> _Exercise objective_: Give back, word for word, the lines in the listing below from the one holding "Each instance of the cabinet" down to the one holding "Each instance of the door", both ends included.

> _Records_:
════════

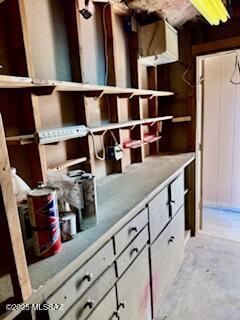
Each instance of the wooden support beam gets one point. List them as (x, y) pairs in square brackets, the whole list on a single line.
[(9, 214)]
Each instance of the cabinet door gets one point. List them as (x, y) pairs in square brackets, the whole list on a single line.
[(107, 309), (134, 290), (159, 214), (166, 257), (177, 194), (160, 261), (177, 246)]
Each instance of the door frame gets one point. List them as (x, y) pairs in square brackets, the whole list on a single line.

════════

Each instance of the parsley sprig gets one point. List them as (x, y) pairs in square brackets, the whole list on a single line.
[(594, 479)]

════════

> _Problem solution_:
Each instance of the cabinet door gets one point. List them as (x, y) pairs in square brackets, the whole list on a single line.
[(107, 309), (134, 290), (159, 214), (166, 257), (177, 194), (160, 261), (177, 246)]
Each instance of the door frame gets one point. List them as (x, y) pairs in square brackets, the whole list on a single line.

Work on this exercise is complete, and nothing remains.